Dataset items
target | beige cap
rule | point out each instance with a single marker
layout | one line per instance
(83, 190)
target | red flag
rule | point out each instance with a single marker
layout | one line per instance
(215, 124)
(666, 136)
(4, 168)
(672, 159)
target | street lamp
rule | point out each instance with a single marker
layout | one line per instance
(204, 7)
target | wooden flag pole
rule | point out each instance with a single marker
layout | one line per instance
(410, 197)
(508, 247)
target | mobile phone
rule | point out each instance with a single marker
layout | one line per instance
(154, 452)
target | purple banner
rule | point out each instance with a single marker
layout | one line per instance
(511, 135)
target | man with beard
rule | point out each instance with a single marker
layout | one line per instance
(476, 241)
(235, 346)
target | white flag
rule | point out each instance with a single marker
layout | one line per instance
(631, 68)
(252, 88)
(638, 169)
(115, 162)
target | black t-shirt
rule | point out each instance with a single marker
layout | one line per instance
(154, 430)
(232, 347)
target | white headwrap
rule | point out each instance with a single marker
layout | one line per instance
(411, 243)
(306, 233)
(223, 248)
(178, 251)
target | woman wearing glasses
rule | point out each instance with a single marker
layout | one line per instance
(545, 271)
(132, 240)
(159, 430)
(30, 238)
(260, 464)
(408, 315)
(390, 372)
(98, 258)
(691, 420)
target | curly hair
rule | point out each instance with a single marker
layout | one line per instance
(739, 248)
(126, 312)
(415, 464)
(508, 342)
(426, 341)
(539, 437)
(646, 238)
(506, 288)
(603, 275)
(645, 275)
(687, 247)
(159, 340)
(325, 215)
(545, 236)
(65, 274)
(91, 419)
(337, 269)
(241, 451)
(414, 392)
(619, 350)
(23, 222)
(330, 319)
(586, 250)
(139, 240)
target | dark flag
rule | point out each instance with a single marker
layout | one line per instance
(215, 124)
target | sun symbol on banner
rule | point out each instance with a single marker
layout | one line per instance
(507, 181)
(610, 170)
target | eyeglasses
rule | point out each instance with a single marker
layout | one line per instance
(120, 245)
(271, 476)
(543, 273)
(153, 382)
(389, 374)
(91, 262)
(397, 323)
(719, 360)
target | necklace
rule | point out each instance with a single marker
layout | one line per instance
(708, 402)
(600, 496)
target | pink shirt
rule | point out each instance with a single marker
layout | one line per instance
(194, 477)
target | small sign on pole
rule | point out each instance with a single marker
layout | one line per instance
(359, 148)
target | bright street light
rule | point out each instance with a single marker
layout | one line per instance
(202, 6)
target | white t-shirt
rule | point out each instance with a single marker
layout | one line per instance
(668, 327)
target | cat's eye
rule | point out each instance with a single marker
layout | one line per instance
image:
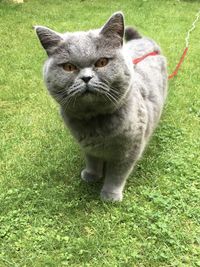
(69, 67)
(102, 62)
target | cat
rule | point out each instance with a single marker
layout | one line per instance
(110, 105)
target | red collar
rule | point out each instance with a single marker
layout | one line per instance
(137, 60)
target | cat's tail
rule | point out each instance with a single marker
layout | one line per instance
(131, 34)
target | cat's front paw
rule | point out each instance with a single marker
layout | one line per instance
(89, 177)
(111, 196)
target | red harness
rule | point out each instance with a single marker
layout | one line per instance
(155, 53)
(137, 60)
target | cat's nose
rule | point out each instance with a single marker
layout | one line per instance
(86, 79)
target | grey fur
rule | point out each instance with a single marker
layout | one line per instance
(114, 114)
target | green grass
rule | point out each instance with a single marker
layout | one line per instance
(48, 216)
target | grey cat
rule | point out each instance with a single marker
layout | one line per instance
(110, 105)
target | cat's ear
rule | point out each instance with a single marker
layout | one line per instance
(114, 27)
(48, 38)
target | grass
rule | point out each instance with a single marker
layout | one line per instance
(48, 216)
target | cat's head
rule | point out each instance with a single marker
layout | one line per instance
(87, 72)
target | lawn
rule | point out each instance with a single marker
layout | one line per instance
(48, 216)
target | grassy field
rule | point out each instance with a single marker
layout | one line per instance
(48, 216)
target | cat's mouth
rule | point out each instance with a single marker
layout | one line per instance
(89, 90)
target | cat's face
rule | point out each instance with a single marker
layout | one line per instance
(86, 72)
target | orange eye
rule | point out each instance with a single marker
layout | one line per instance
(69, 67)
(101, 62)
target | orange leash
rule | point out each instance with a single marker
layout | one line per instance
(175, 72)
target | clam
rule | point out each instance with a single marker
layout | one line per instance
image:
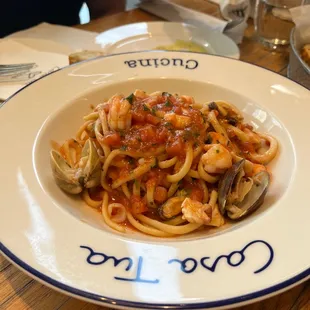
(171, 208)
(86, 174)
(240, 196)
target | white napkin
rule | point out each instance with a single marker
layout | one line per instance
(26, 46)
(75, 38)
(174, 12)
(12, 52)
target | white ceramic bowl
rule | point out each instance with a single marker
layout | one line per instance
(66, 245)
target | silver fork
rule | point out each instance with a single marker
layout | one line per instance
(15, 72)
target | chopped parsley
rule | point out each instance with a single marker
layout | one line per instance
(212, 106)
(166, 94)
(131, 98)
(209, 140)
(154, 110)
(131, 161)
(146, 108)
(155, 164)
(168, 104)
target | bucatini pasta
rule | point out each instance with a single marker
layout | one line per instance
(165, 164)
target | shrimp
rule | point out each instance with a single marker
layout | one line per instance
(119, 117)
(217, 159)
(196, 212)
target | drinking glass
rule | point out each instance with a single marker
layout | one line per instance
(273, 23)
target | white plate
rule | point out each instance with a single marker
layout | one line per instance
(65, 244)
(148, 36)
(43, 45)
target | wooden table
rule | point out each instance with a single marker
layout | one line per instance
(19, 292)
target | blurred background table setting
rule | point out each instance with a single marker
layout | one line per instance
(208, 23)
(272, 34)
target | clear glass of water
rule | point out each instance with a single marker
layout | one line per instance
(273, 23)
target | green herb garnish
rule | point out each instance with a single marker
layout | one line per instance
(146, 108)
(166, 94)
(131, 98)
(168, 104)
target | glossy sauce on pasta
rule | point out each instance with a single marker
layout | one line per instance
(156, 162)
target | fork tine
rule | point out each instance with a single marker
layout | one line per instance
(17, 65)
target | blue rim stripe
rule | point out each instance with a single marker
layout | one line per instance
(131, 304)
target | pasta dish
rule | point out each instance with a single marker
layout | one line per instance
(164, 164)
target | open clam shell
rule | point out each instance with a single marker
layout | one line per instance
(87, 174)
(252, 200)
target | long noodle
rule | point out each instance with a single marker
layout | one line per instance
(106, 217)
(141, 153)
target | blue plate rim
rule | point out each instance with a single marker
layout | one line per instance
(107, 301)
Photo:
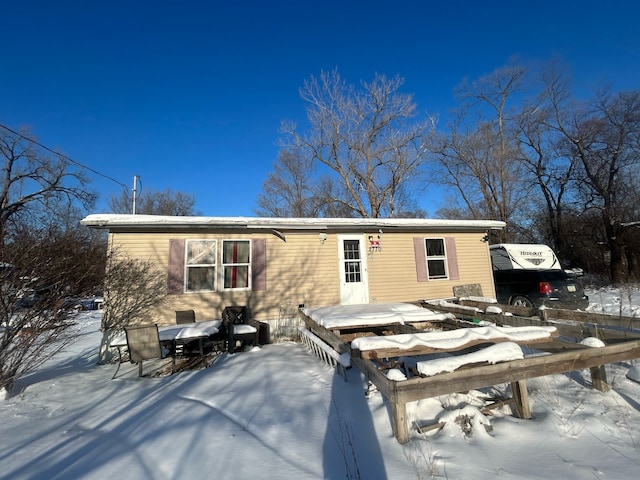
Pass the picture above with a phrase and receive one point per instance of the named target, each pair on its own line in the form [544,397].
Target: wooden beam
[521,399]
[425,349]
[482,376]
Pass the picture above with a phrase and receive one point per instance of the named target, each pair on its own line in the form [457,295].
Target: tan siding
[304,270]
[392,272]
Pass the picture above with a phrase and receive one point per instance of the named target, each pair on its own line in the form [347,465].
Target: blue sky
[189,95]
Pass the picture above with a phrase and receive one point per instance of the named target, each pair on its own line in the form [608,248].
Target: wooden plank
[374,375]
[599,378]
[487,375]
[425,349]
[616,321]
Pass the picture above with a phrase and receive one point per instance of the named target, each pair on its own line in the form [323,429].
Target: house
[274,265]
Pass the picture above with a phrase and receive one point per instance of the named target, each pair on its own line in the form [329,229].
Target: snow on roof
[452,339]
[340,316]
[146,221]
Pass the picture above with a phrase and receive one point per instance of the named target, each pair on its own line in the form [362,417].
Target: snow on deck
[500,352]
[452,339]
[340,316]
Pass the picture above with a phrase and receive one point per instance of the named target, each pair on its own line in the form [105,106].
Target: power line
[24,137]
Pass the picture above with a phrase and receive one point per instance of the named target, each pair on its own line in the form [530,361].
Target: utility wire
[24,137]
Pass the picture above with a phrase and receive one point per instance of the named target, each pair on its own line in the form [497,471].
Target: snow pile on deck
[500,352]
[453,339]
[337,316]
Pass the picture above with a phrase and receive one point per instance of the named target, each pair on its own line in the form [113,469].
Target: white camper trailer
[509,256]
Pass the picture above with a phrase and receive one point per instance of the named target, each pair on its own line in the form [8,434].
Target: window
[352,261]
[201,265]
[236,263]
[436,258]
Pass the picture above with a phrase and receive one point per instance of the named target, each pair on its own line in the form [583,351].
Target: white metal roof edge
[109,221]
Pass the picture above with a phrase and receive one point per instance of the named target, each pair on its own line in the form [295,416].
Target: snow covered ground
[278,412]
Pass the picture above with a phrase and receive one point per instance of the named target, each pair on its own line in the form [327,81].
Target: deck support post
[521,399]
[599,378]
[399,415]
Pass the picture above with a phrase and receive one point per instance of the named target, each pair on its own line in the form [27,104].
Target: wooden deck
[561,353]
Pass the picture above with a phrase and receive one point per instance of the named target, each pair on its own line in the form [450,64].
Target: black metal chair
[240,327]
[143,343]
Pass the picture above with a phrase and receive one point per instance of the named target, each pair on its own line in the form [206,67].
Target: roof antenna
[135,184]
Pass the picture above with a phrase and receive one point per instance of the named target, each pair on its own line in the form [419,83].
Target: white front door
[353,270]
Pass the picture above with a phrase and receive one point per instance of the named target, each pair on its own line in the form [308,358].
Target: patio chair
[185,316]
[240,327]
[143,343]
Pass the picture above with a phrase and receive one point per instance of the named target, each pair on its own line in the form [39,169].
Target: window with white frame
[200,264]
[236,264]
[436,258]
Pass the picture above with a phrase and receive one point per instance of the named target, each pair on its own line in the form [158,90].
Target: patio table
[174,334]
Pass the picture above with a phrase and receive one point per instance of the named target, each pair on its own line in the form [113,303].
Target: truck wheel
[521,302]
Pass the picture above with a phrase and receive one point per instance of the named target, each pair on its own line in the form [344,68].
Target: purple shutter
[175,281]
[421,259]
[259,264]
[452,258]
* * *
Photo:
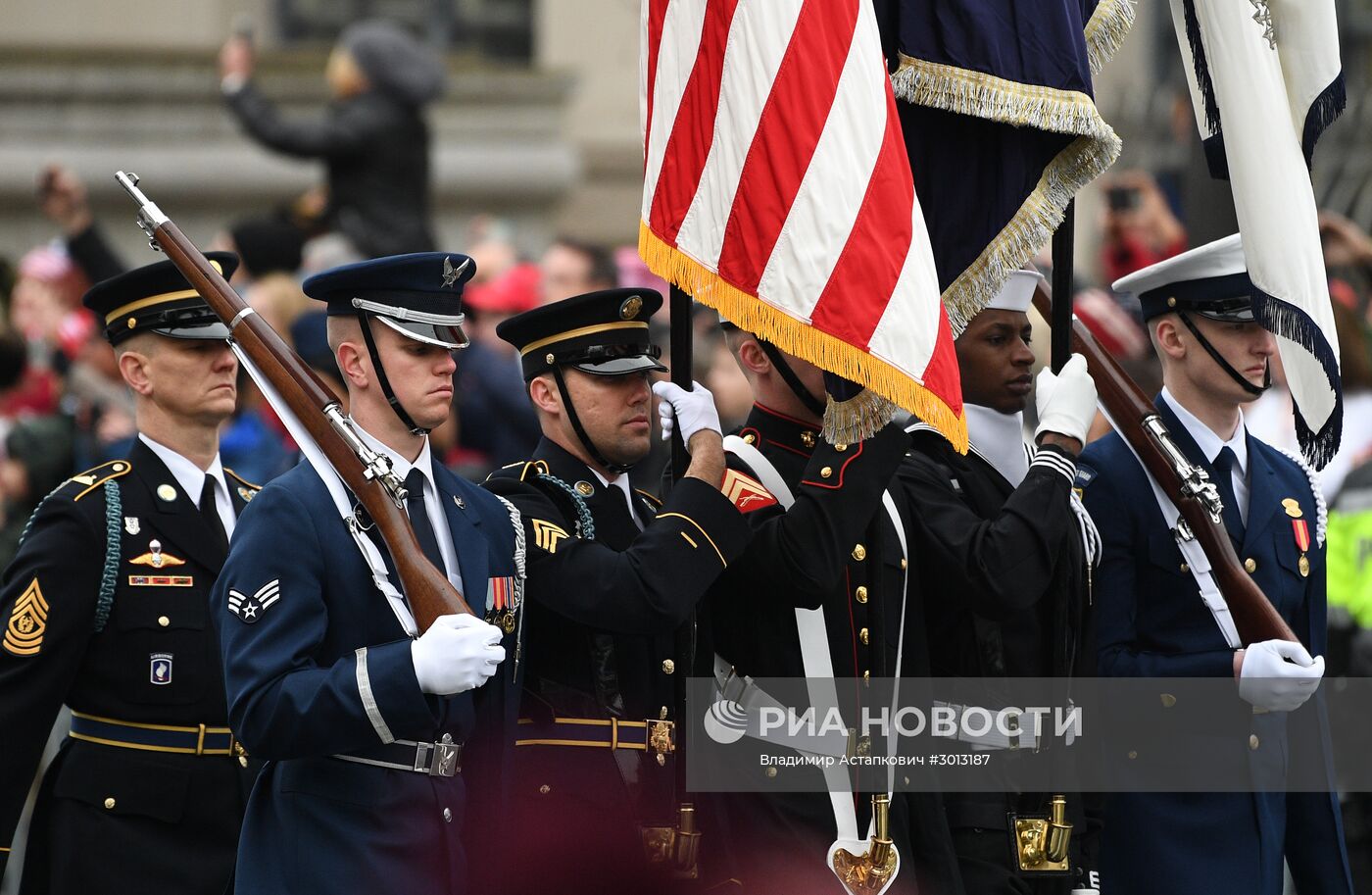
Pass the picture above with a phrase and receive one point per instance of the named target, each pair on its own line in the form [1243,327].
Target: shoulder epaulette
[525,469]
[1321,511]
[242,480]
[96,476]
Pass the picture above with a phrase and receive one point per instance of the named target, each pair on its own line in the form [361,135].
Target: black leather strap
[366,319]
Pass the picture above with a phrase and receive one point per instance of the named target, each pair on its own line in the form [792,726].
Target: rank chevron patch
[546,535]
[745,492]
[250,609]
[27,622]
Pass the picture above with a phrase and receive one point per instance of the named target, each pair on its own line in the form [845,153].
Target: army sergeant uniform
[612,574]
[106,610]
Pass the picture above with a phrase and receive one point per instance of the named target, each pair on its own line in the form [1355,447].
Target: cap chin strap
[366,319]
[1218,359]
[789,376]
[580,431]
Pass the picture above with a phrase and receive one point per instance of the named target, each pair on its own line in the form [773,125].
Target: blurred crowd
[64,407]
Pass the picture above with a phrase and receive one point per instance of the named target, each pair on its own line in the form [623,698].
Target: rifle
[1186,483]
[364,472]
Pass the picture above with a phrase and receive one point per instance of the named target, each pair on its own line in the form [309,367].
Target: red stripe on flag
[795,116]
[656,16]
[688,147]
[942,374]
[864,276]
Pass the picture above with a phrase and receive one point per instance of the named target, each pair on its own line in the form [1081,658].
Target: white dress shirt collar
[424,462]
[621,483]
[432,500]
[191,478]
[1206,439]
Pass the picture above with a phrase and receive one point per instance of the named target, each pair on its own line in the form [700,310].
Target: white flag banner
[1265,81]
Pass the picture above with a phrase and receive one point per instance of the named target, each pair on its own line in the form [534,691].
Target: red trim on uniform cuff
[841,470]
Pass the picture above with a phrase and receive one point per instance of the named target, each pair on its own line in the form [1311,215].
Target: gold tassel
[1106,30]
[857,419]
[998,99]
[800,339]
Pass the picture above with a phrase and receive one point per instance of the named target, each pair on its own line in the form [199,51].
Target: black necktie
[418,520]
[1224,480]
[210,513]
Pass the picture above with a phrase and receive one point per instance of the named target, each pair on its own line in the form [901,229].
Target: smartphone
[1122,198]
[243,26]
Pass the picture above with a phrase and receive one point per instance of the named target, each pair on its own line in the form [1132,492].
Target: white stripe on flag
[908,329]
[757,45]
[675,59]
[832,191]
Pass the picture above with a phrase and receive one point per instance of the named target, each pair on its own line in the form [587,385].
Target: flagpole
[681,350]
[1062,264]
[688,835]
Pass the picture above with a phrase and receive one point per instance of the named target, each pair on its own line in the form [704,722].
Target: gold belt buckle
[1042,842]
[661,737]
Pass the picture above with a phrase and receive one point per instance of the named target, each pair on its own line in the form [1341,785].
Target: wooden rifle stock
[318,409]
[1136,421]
* * *
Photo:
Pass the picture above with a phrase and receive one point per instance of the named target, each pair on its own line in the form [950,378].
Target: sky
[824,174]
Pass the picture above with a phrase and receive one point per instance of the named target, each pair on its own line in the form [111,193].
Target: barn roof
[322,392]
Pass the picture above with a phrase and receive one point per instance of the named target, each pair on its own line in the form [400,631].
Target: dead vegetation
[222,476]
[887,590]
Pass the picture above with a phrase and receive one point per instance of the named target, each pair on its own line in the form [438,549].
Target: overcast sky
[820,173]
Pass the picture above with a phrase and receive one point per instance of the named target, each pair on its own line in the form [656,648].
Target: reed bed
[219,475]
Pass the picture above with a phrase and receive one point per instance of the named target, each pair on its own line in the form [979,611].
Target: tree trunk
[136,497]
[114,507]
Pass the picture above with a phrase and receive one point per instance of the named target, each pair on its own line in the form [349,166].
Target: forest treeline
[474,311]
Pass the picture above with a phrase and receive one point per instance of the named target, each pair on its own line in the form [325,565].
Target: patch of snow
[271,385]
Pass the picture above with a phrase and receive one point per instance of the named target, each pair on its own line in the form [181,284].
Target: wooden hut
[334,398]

YOUR OBJECTIVE
Repeat word for word the lines above that run from the line containing "target | beige cap" through the line containing "target | black t-shirt", both ends included, and nothing else.

SOLUTION FOR THIS EXERCISE
target | beige cap
rule | point out each instance with a single marker
layout | one line per instance
(83, 190)
target | red flag
rule | point out each instance with a single marker
layout | one line per instance
(215, 124)
(666, 136)
(4, 168)
(672, 159)
target | street lamp
rule | point out each instance with a single marker
layout | one line per instance
(204, 7)
target | wooden flag pole
rule | point out each instance with a single marker
layout | one line per instance
(410, 197)
(508, 247)
target | mobile phone
rule | point out each instance with a single marker
layout | one line per instance
(154, 452)
target | purple banner
rule | point out each instance with a single marker
layout | one line per instance
(511, 135)
target | man with beard
rule | point out each instance with a single marker
layout | one line per instance
(476, 241)
(235, 346)
target | white flag
rule | point out each instance with a single marker
layout | one line per instance
(631, 68)
(252, 88)
(638, 169)
(115, 162)
target | black t-shirt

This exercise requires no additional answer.